» Problem 1
From the article about the two Kirkland & Ellis attorneys, return the passage starting at "In a surprising" and ending at "Warren of Massachusetts.", copied word for word.
» Problem 2
Name every firm or other group that the Kirkland & Ellis article says has had attorneys argue cases on back-to-back days so far this term.

Excerpted text: Begin

Two Kirkland & Ellis attorneys will take the Supreme Court lectern on Dec. 10, arguing separately in back-to-back cases. For one, it will be his 99th appearance. For the other, his first.
K. Winn Allen was appointed by the court to argue in the second case of the day, a sentencing dispute about what lawyers need to do to get more favorable standards of review on appeal for criminal defendants.
Having one firm argue cases in such proximity isn’t extremely unusual—so far this term, attorneys from Gibson Dunn, Goldstein & Russell, and the Stanford Law School Supreme Court Litigation Clinic have argued cases on back-to-back days. But Clement says it shows the deep bench the firm has in its appellate practice.
Allen said he and Clement are preparing for the cases separately. But he adds that “part of the privilege of working at Kirkland is being able work with Paul, who, in my view is the best Supreme Court advocate of our generation,” Allen said.
“I’ve definitely had the chance to pick Paul’s brain,” he added.
But even Clement—who is on the verge of being one of just a handful of advocates to argue 100 or more cases at the Supreme Court—said he’s got something to learn from Allen.
In a surprising turn, Clement recently got his first high court appointment, too. He will argue in support of the constitutionality of the Consumer Financial Protection Bureau, the brainchild of Democratic presidential candidate Sen. Elizabeth Warren of Massachusetts.
“There are some unique aspects of arguing in front of the court as a court-appointed amici,” where you don’t have to balance the interests of your clients, Clement said.
“I’m looking forward to learning from Winn’s experience as well,” Clement said.
Keeping Its Word
The stakes are high in both cases, but they’re different.
Allen described his case, Holguin-Hernandez v. United States, as a “technical, wonky sentencing issue” asking “what do you have to say and when do you have to say it” to get a more favorable standard of review on appeal.

Excerpted text: End
Information supplied: Begin

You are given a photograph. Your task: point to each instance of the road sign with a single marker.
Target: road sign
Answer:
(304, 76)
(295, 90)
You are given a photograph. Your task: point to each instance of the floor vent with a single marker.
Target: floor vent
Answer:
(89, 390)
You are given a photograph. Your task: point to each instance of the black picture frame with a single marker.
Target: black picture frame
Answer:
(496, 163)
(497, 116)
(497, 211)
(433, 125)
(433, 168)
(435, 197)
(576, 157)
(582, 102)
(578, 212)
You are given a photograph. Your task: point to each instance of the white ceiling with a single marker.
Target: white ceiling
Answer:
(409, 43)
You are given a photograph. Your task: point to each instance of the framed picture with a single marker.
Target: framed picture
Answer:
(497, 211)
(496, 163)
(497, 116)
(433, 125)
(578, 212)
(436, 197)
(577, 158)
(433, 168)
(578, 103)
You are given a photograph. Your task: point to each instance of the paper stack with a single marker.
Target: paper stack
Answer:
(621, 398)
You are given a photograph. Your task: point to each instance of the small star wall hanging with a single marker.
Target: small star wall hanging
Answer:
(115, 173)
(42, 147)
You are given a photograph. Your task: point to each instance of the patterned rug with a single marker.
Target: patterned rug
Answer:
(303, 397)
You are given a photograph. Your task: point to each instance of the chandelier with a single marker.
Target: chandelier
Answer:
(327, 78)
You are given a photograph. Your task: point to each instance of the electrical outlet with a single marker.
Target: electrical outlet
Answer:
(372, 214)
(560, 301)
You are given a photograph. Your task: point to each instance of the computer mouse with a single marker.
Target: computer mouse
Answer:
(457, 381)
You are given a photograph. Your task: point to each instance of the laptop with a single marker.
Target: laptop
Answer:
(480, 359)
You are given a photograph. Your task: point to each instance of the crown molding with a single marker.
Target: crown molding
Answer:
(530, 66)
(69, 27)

Information supplied: End

» Task response 1
In a surprising turn, Clement recently got his first high court appointment, too. He will argue in support of the constitutionality of the Consumer Financial Protection Bureau, the brainchild of Democratic presidential candidate Sen. Elizabeth Warren of Massachusetts.

» Task response 2
Gibson Dunn
Goldstein & Russell
the Stanford Law School Supreme Court Litigation Clinic